• [Task]
Pull out every line in the entries below that contains the string "plank". Copy each one in full.

Collected entries of data
++++

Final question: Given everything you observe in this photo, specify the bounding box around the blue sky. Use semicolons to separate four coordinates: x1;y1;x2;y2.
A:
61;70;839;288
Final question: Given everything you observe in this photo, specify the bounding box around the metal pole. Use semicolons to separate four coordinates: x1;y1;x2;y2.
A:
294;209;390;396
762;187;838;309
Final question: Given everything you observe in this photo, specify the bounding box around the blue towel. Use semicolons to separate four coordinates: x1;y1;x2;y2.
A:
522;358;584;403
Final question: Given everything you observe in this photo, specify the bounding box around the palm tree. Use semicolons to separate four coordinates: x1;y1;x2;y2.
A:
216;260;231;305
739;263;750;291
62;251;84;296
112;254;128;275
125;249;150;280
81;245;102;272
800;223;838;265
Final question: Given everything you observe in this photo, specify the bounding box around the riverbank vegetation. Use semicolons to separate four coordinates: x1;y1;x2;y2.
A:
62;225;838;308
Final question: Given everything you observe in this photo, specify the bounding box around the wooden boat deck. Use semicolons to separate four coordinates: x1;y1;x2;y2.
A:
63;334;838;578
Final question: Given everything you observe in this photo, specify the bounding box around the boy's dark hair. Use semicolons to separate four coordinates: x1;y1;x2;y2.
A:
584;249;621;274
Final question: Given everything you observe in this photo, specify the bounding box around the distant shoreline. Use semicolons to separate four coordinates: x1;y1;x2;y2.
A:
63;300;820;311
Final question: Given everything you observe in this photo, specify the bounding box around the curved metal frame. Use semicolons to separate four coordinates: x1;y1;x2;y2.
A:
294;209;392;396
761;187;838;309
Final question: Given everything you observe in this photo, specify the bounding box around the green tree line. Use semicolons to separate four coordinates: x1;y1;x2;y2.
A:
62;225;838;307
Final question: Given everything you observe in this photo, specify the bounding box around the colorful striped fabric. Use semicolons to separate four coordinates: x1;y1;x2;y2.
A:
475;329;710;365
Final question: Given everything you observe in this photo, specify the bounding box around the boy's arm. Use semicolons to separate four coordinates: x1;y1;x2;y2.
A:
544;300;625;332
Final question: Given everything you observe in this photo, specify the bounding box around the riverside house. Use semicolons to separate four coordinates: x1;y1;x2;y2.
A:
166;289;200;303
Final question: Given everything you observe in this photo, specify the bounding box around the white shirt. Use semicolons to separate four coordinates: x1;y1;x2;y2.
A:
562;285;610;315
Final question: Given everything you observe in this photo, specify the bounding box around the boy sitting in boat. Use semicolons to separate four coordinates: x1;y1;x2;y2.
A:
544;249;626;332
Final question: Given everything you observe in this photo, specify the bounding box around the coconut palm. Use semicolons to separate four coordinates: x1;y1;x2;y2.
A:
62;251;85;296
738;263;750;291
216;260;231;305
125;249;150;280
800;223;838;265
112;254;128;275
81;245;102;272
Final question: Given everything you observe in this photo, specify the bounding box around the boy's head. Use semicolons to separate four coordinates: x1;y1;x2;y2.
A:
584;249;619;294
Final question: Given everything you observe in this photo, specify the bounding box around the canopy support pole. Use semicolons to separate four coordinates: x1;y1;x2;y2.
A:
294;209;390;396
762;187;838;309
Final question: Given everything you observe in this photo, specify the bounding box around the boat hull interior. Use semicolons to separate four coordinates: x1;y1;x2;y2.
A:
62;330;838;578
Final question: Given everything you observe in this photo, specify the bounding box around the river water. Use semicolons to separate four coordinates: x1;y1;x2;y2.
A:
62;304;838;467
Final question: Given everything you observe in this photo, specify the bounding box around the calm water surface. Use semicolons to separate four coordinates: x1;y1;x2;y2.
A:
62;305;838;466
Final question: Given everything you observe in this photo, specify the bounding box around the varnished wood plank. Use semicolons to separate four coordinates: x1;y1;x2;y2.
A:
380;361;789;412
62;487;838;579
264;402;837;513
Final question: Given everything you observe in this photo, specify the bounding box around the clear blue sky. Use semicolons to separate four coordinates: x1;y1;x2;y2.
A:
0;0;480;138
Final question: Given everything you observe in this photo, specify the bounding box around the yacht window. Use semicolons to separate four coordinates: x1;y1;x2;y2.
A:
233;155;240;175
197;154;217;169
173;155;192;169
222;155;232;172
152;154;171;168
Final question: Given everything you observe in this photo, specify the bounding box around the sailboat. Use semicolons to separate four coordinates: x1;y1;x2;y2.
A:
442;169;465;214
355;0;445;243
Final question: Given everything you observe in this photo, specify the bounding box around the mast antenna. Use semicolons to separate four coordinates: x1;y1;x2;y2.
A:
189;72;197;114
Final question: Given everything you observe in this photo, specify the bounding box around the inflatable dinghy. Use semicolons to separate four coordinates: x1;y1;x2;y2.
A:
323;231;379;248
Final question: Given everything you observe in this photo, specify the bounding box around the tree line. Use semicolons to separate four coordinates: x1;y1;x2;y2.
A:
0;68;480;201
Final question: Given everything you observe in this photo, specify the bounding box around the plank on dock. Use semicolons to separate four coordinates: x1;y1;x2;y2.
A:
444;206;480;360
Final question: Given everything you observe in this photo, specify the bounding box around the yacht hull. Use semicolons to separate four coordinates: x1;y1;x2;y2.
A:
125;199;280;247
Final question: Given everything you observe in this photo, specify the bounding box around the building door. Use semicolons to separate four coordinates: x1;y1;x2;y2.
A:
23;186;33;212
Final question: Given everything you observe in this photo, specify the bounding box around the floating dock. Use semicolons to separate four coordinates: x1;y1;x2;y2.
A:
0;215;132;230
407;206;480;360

++++

• [Exercise result]
Final question: Given everything you observe in this photo, specify the bounding box around the varnished wood plank. Use semicolons to separate four coordinates: x1;y1;x2;y2.
Final question: Given everything you observe in this photo, specify the bounding box around the plank on dock. Use semicolons to separate four coordinates: x1;y1;x2;y2.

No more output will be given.